[Instrucción] Prosigue el texto sobre la cumbre de Copenhague a partir de su última oración.

[Texto fuente]
La intensidad mediática con que se ha tratado la cumbre de Copenhague ha llevado a pensar que no alcanzar un consenso global que implicara una reducción rápida y significativa de las emisiones de CO2 sería un gran fracaso, con consecuencias fatídicas para la humanidad. Considero que es una impresión errónea, teniendo en cuenta que la base científica, y también política, de los temas tratados está lejos de ser pacífica y consensuada.

No me refiero a la idea del cambio climático, sobre la que hay un consenso máximo basado en registros históricos y evidencia científica. Para la Tierra no es una novedad: que sepamos, los periodos de calentamiento y enfriamiento global se han venido sucediendo de forma natural al menos desde Pangea, hace algunos millones de años. También hay un alto consenso acerca de que las emisiones generadas por las actividades humanas, principalmente desde la revolución industrial, han podido acelerar este proceso, y de que el saldo neto global (aunque haya ganadores y perdedores) será negativo.

[Segmento de datos]
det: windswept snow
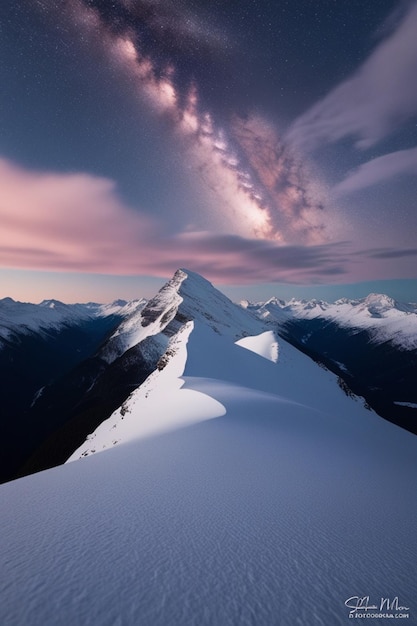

[Resultado]
Sin embargo, la noción de que reducir significativamente las emisiones de CO2 pueda revertir o, al menos, ralentizar significativamente el proceso de cambio climático, no tiene una base científica solvente. Lamentablemente, los modelos climáticos con que contamos no son capaces de predecir con suficiente fiabilidad qué efecto producirá en el clima un salto en las emisiones de CO2. Dada nuestra ignorancia, sorprende sobremanera la facilidad con la que han enraizado conceptos tan aparentemente inocentes como el de "lucha contra el cambio climático", que bien podría encajar en la categoría del oxímoron (sí, a pesar de la cumbre).

La idea de que reducir las emisiones de CO2 no sólo es razonable, sino que además es la medida más adecuada, tampoco es aceptada pacíficamente. Aún asumiendo que fuera una medida eficaz, hay al menos dos razones que impiden el consenso y que se basan en el enorme coste asociado a las medidas propuestas (430.000 millones de euros anuales hasta el 2050, según el informe Stern).

Por un lado, puede haber alternativas menos costosas para paliar los efectos del cambio climático. Por otro lado, puede haber alternativas menos costosas para hacer del Mundo un lugar mejor. Hay una interesante bibliografía sobre esta idea, con origen en el libro El ecologista escéptico. Su autor, el economista danés Bjorn Lomborg, es el impulsor (paradojas del destino) del llamado Consenso de Copenhague, en contra de que la actuación ante el cambio climático se centre en reducir las emisiones de CO2.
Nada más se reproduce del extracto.